- _TASK TO CARRY OUT_:
Please give the records below back in full, exactly as shown.

[Saved entries]

Segment Open

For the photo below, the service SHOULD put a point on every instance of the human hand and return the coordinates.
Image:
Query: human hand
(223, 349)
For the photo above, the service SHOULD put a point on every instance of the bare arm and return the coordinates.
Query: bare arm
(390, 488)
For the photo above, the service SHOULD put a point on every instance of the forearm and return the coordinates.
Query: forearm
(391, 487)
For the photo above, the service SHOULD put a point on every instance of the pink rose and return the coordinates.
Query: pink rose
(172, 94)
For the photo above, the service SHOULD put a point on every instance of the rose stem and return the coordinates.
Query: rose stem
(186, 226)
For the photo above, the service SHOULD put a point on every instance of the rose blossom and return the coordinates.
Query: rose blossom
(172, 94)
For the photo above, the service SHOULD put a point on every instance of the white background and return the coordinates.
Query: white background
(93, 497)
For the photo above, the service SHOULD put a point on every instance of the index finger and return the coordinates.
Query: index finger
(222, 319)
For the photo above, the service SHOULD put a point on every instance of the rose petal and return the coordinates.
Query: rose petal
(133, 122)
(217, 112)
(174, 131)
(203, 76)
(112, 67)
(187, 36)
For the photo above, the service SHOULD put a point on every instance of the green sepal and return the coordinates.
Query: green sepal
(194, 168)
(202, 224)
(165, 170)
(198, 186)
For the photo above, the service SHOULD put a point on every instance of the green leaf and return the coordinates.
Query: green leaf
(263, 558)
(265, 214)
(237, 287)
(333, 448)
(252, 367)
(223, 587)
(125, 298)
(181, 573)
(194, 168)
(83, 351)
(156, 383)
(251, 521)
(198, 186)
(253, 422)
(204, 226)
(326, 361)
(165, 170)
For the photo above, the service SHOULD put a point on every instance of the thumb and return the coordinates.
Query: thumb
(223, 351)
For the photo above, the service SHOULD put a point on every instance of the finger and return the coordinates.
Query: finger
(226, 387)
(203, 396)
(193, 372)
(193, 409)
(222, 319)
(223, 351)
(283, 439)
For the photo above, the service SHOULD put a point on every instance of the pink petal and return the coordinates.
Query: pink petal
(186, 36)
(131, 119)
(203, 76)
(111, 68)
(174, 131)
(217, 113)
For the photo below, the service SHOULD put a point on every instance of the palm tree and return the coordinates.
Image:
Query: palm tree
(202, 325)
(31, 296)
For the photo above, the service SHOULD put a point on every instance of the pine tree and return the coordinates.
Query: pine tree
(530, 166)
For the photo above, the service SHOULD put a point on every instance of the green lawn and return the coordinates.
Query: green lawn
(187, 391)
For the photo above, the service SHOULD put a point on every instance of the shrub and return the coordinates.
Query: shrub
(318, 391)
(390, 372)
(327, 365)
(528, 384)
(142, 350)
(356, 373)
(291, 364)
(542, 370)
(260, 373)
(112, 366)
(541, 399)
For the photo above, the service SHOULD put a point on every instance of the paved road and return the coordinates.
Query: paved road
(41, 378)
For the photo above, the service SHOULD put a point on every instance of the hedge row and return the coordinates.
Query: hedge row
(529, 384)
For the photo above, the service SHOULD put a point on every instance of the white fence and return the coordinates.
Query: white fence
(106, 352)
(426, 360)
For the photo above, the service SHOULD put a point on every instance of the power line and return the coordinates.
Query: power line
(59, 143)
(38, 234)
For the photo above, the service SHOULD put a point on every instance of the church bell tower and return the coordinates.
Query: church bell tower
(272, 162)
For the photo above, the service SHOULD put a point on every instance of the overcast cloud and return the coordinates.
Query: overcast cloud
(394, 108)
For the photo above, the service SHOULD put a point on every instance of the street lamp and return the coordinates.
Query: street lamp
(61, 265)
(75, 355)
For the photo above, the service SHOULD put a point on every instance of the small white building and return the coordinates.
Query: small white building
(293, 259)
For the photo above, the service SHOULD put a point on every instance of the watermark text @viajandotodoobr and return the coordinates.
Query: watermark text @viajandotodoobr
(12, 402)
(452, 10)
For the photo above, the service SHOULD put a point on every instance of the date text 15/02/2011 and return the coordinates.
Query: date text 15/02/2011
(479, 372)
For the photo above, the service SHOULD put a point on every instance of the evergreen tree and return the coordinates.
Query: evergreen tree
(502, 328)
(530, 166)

Segment Closed

- _TASK SOLUTION_:
For the photo below, the service SHOULD put a point on every instance of the human hand and return the coordinates.
Image:
Query: human hand
(223, 349)
For the photo above, the service SHOULD put a point on every instance of the bare arm and return the coordinates.
Query: bare arm
(390, 488)
For the photo above, the service SHOULD put a point on every instance of the forearm and return the coordinates.
Query: forearm
(391, 487)
For the photo above, the service SHOULD put a point on every instance of the pink rose and return the coordinates.
Query: pink rose
(172, 94)
For the photo above, the service SHOULD put a point on every instance of the rose stem and return the coordinates.
Query: rose stem
(186, 226)
For the photo above, the service SHOULD put a point on every instance of the rose blossom and return the coordinates.
Query: rose blossom
(172, 94)
For the photo above, the service SHOULD put a point on every instance of the white background and return the coordinates.
Query: white background
(93, 497)
For the photo above, the service SHOULD put a point on every instance of the index finger and return the coordinates.
Query: index finger
(222, 319)
For the photo above, the service SHOULD put a point on every instance of the rose petal and return the coordinates.
Query: rose petal
(133, 122)
(217, 112)
(174, 131)
(203, 76)
(112, 67)
(187, 36)
For the photo above, the service SHOULD put a point on every instance of the green sepal and return the coordinates.
Query: green sepal
(194, 168)
(202, 224)
(165, 170)
(198, 186)
For the photo above, the service SHOULD put a point on every instance of the green leaf and return the coordinates.
Query: green leaf
(263, 558)
(265, 214)
(237, 287)
(333, 448)
(252, 367)
(223, 587)
(125, 298)
(181, 573)
(194, 168)
(83, 351)
(156, 383)
(251, 521)
(198, 186)
(253, 422)
(204, 226)
(326, 361)
(165, 170)
For the photo above, the service SHOULD put a point on every instance of the thumb and return the coordinates.
Query: thumb
(223, 351)
For the photo above, the service SHOULD put a point on every instance of the finger and return the coordinates.
Query: finger
(226, 387)
(203, 396)
(193, 372)
(193, 409)
(222, 319)
(223, 351)
(283, 439)
For the photo above, the service SHOULD put a point on every instance of the pink petal and return the coordinates.
Query: pink petal
(186, 36)
(131, 119)
(203, 76)
(111, 68)
(174, 131)
(217, 113)
For the photo below, the service SHOULD put a point on every instance of the palm tree and return the coordinates.
Image:
Query: palm tree
(202, 325)
(31, 296)
For the photo above, the service SHOULD put a point on every instance of the pine tree and return the coordinates.
Query: pine tree
(530, 166)
For the photo above, the service SHOULD put a point on every instance of the green lawn and return the coordinates.
Query: green lawn
(187, 391)
For the photo above, the service SHOULD put a point on every instance of the shrub and return the coordinates.
Query: shrub
(318, 391)
(390, 372)
(327, 365)
(528, 384)
(142, 350)
(356, 373)
(291, 364)
(542, 370)
(260, 373)
(112, 366)
(541, 399)
For the photo above, the service SHOULD put a point on every instance of the paved road and return the coordinates.
Query: paved road
(41, 378)
For the photo above, the service SHOULD put a point on every instance of the hedge row and return the coordinates.
Query: hedge row
(529, 384)
For the photo above, the service SHOULD put a point on every instance of the white fence and return the coordinates.
Query: white fence
(106, 352)
(426, 360)
For the photo above, the service SHOULD put a point on every instance of the power line and return the coordinates.
Query: power line
(59, 143)
(38, 234)
For the photo above, the service SHOULD put a point on every instance of the church bell tower and return the coordinates.
Query: church bell tower
(272, 162)
For the photo above, the service SHOULD put a point on every instance of the overcast cloud and return the coordinates.
Query: overcast cloud
(394, 108)
For the photo above, the service SHOULD put a point on every instance of the street lamp and return the coordinates.
Query: street lamp
(61, 265)
(75, 355)
For the photo above, the service SHOULD put a point on every instance of the small white building and return the coordinates.
Query: small white building
(293, 259)
For the photo above, the service SHOULD put a point on every instance of the watermark text @viajandotodoobr and return the coordinates.
Query: watermark text @viajandotodoobr
(12, 402)
(452, 10)
For the photo above, the service SHOULD put a point on every instance of the date text 15/02/2011 and return the coordinates.
Query: date text 15/02/2011
(479, 372)
For the photo above, the service SHOULD put a point on every instance of the evergreen tree and return the coordinates.
Query: evergreen tree
(502, 328)
(530, 166)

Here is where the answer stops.